Information provided →
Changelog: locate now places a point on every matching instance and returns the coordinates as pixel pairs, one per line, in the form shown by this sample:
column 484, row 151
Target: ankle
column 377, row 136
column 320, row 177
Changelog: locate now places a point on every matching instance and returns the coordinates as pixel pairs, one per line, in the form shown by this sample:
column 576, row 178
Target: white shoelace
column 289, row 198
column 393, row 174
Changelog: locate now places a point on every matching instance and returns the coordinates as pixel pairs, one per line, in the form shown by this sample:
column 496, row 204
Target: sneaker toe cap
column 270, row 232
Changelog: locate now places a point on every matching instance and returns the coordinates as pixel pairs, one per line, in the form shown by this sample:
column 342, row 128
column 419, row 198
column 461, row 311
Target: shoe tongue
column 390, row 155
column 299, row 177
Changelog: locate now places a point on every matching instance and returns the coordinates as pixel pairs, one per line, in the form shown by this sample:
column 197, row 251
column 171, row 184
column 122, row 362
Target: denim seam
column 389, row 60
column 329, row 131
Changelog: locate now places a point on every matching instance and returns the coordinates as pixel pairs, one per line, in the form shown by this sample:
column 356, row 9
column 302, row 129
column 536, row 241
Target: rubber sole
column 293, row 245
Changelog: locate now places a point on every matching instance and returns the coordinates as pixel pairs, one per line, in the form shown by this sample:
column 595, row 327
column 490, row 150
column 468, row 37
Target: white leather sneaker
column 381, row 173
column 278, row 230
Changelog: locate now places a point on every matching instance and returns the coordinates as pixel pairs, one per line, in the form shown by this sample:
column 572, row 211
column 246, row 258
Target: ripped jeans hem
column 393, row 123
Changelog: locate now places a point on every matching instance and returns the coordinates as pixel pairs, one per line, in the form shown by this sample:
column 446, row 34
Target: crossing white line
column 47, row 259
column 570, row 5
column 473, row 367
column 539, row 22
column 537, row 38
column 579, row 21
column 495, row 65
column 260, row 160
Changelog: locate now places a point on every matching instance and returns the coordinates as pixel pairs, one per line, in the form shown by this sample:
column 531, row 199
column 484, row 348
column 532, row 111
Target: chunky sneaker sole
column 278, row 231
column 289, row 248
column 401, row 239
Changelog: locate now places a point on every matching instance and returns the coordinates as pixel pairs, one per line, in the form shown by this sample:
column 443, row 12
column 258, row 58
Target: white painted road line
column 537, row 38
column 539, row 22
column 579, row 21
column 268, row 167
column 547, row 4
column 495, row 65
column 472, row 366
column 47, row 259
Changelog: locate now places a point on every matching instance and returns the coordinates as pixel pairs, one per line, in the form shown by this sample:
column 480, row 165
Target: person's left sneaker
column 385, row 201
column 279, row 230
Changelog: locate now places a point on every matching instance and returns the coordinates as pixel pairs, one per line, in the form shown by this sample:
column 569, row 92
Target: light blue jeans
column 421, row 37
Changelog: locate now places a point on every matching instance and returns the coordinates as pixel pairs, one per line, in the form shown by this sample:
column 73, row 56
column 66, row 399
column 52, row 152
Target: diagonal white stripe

...

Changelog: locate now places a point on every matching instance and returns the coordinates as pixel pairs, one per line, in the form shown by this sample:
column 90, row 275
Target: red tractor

Exercise requirements →
Transcribe the records above from the line holding "Target: denim seam" down to the line holding "column 446, row 34", inclusive, without adding anything.

Task response →
Target: denim seam
column 389, row 60
column 329, row 131
Changelog: locate now places a point on every matching instance and returns the coordinates as pixel pairs, one per line, in the form shown by this sample:
column 356, row 9
column 302, row 129
column 536, row 241
Target: rubber sole
column 293, row 245
Changelog: locate now places a point on every matching instance and returns the coordinates as pixel pairs, one per line, in the form shown by this sample:
column 595, row 327
column 490, row 150
column 468, row 37
Target: white leather sneaker
column 381, row 173
column 278, row 230
Changelog: locate now places a point on every matching instance and returns the coordinates as pixel pairs, one per line, in the form shown by this sample:
column 572, row 211
column 246, row 258
Target: ripped jeans hem
column 393, row 123
Changelog: locate now places a point on every matching instance and returns the coordinates as pixel pairs, one per line, in the form shown by this sample:
column 446, row 34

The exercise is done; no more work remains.